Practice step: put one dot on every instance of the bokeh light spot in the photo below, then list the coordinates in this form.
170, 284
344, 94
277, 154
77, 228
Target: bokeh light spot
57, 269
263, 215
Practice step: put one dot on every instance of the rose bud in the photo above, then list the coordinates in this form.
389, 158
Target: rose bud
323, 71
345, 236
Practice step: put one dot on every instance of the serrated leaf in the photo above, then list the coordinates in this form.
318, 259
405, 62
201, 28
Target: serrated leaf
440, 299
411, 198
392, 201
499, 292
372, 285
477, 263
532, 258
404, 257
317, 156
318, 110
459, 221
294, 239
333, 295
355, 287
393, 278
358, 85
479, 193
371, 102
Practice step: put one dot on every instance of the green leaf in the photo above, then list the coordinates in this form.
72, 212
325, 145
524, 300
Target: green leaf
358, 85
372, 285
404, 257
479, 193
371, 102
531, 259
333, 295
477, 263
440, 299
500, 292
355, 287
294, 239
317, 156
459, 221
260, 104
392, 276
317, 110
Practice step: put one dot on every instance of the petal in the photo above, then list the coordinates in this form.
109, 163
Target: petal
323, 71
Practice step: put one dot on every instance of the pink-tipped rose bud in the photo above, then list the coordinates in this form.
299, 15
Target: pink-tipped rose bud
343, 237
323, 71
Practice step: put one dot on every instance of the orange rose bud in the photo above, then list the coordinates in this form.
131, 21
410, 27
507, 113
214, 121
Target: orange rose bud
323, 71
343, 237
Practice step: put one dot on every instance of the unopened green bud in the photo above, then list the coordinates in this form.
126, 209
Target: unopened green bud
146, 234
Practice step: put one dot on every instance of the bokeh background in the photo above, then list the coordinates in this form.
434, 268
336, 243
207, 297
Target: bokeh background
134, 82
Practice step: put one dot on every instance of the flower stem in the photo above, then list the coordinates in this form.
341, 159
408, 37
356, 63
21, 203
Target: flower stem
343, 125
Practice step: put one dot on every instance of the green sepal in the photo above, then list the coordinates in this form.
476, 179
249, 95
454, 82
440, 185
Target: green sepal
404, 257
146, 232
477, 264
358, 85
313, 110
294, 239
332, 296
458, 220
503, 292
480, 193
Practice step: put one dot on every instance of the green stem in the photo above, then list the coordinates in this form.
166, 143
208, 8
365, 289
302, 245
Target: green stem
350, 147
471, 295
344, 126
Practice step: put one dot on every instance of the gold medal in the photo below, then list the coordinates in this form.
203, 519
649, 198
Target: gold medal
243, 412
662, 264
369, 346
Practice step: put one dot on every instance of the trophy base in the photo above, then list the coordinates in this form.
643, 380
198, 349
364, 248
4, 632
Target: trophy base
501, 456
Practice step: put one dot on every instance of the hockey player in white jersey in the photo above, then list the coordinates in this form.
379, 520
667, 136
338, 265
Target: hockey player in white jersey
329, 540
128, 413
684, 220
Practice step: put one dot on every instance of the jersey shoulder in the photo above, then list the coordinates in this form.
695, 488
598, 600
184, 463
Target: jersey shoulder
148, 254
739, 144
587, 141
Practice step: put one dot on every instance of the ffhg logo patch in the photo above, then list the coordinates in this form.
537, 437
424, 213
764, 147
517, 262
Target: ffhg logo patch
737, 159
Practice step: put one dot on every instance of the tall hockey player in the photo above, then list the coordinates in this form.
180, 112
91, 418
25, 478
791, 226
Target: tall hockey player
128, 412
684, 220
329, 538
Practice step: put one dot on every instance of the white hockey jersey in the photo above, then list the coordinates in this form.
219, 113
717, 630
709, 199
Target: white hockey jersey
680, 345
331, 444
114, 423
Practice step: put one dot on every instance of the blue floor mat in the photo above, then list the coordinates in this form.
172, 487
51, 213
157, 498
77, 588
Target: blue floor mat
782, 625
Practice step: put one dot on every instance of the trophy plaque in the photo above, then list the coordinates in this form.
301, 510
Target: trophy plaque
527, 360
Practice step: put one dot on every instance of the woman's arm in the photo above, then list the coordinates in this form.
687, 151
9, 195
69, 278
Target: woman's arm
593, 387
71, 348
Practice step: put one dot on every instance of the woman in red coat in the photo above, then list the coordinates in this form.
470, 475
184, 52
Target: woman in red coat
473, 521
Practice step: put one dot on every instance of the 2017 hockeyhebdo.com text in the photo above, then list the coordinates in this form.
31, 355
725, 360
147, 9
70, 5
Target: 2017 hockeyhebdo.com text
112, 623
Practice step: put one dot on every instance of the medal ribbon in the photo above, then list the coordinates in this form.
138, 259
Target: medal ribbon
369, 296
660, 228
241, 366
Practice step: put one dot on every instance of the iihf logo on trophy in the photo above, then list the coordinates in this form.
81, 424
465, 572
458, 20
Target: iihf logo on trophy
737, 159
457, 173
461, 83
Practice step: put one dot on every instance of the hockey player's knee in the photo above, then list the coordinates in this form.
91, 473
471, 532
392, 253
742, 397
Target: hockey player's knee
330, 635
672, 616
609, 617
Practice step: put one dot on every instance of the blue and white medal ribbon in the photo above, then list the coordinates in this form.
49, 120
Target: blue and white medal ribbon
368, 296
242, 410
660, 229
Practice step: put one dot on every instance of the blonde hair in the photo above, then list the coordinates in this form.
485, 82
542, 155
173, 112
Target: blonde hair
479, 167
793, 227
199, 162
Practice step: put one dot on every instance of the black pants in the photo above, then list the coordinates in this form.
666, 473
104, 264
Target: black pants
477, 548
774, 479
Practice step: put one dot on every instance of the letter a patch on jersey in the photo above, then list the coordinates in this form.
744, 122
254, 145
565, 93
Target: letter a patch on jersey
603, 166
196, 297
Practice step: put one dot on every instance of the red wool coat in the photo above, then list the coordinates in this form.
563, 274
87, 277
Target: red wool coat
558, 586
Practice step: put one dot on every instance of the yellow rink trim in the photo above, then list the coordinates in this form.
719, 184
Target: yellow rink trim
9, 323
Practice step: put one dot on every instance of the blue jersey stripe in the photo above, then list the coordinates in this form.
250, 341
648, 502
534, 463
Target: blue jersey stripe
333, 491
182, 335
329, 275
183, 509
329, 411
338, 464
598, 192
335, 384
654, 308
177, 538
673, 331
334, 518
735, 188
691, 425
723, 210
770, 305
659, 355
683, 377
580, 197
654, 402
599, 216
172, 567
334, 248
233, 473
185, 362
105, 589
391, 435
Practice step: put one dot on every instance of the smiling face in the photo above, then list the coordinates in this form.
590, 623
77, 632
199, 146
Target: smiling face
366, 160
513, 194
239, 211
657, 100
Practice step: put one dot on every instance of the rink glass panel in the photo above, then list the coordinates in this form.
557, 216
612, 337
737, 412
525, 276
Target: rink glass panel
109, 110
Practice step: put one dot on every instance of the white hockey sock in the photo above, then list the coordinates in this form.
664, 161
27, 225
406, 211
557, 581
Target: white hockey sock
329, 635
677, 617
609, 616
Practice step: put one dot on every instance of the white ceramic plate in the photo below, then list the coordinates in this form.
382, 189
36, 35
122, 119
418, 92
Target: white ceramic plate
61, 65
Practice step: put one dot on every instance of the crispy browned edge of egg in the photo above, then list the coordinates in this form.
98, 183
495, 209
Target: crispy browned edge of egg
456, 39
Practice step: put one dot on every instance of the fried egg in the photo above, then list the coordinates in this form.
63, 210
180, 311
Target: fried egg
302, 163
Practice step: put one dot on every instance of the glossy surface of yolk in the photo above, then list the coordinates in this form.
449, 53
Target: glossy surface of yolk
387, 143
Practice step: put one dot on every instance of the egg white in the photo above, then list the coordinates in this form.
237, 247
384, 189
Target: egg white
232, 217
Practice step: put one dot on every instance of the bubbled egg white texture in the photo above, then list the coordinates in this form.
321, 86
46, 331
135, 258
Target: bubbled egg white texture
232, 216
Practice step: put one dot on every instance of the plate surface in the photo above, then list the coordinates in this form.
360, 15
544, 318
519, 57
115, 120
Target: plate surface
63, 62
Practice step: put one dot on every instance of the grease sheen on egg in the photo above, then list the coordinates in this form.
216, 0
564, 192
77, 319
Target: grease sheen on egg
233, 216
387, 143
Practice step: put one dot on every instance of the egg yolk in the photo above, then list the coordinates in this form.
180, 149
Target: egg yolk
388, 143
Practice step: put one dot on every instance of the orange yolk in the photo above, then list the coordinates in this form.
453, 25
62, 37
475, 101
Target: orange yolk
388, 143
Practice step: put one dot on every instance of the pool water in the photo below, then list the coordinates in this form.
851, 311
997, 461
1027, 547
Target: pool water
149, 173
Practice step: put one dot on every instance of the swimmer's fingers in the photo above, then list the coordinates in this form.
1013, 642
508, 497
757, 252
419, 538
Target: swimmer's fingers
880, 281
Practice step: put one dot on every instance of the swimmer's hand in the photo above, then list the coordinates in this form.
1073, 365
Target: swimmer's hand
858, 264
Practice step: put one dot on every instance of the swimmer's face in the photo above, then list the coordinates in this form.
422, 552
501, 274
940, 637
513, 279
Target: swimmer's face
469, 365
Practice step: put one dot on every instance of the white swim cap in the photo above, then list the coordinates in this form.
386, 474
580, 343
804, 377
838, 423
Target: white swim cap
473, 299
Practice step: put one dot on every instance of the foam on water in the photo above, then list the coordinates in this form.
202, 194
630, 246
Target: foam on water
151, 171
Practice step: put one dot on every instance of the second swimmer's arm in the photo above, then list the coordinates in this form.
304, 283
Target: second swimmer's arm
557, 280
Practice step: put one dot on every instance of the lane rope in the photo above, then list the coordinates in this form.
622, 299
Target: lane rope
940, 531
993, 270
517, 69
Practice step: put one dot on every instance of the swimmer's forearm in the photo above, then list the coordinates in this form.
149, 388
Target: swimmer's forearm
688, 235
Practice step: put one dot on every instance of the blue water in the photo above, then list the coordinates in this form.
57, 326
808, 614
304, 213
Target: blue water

○ ○ ○ ○ ○ ○ ○

* **WORK REQUIRED**:
Repeat the records above word for word, from the line that contains "the white swim" down to the last line of the records, including both of those lines.

* **CORRECT ANSWER**:
Practice step: put one dot on every instance of the white swim cap in the photo above, then list the coordinates in this form.
386, 474
580, 343
804, 377
838, 423
Target: white swim cap
473, 299
Practice step: put one dot on every instance of the foam on water in the photo above, then list the coordinates in this form.
202, 194
630, 246
Target: foam on water
151, 171
Practice step: put one dot on every instance of the second swimmer's arm in the photo above, then list the coordinates in this form.
304, 283
Target: second swimmer's arm
557, 280
Practice step: put one dot on every instance of the lane rope in the photo above, then list the coordinates in this form.
622, 299
Target: lane rope
940, 531
993, 270
517, 69
Practice step: put one dot on every instance of the swimmer's forearm in the photo above, then list the coordinates in this form.
149, 388
Target: swimmer's forearm
688, 235
Practice step: put one dot on every instance of the blue water in the photo above, then list the coordinates in this form.
57, 326
808, 614
304, 213
Target: blue water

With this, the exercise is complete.